Brano da leggere:
»»

A quale età il pernottamento con il genitore non collocatario?

Laura Cossar
16 Ottobre 2017

L'art. 337-ter c.c., che garantisce a tutti i figli dei separati il generico diritto di mantenere significativi e costanti rapporti con entrambe le figure parentali, costituisce l'unico strumento normativo invocabile per dirimere le dispute genitoriali in punto di regolamentazione delle tempistiche di frequentazione con i figli, all'indomani dell'uscita dalla casa familiare di uno dei due genitori. L'Autore si sofferma in particolare sul tema del pernottamento dei figli presso l'abitazione del genitore non più convivente.
Il quadro normativo

L'art. 337-ter c.c. - dispone che «Il figlio minore ha il diritto di mantenere un rapporto equilibrato e continuativo con ciascuno dei genitori, di ricevere cura, educazione, istruzione e assistenza morale da entrambi e di conservare rapporti significativi con gli ascendenti e con i parenti di ciascun ramo genitoriale».

Per dare contenuto concreto a tale obiettivo, la norma impone di tenere in unica considerazione il concetto di “interesse morale e materiale della prole”, inteso nel duplice significato - pacificamente condiviso - di diritto [del minore] di mantenere i legami con tutta la sua famiglia e diritto di crescere in un ambiente sano; infatti, la disposizione di cui all'art. 337-ter c.c., al comma 2, prevede che «per realizzare la finalità indicata dal primo comma (…), il Giudice adotta i provvedimenti relativi alla prole con esclusivo riferimento all'interesse morale e materiale di essa. Valuta prioritariamente la possibilità che i figli minori restino affidati a entrambi i genitori oppure stabilisce a quale di essi i figli sono affidati, determina i tempi e le modalità della loro presenza presso ciascun genitore, fissando altresì la misura e il modo con cui ciascuno di essi deve contribuire al mantenimento, alla cura, all'istruzione e all'educazione dei figli. Prende atto, se non contrari all'interesse dei figli, degli accordi intervenuti tra i genitori. Adotta ogni altro provvedimento relativo alla prole (…)».

Ciò significa che il Giudice, in assenza di un'equilibrata intesa tra genitori, dovrà risolvere la controversia avendo quale unico riferimento l'interesse primario del figlio (best interest of the child) e il suo diritto alla piena bi-genitorialità, da realizzarsi anche mediante riconoscimento di tempistiche di frequentazione con il genitore non convivente sufficientemente ampie e regolari da garantirgli quella continuità di relazione che la separazione non può e non deve interrompere.

Un compito difficile, che va assolto approfondendo le dinamiche di quello specifico nucleo familiare, comprese le abitudini pregresse, le concrete ed attuali disponibilità dei genitori, oltre che le risposte del minore stesso, in termini di adeguamento al nuovo assetto e contesto familiare; il tutto, senza poter prescindere – in assenza di motivi di pregiudizio per la prole - dal prediligere soluzioni ispirate al generale principio dell'equilibrata alternanza genitoriale, proprio allo scopo di assicurare al minore di trascorrere tempi adeguati a garantirgli una costanza relazionale ed esistenziale con entrambe le figure parentali ed i rispettivi nuclei di origine.

««

Materiale fornito:
»»

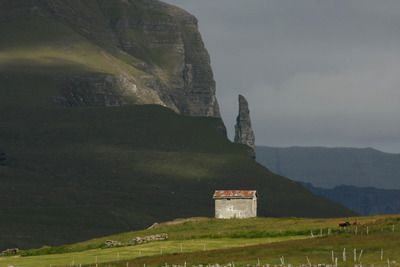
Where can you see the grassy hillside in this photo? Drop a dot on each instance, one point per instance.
(238, 241)
(73, 173)
(91, 171)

««

Compiti da svolgere:
- A) Trascrivi parola per parola la parte del testo sul pernottamento dei figli compresa tra "Laura Cossar" e "non più convivente.", estremi inclusi.
- B) Nel testo sul pernottamento dei figli, su quale tema si sofferma in particolare l'autore?

Risposte:
- A)
Laura Cossar
16 Ottobre 2017

L'art. 337-ter c.c., che garantisce a tutti i figli dei separati il generico diritto di mantenere significativi e costanti rapporti con entrambe le figure parentali, costituisce l'unico strumento normativo invocabile per dirimere le dispute genitoriali in punto di regolamentazione delle tempistiche di frequentazione con i figli, all'indomani dell'uscita dalla casa familiare di uno dei due genitori. L'Autore si sofferma in particolare sul tema del pernottamento dei figli presso l'abitazione del genitore non più convivente.

- B) Sul pernottamento dei figli presso l'abitazione del genitore non più convivente.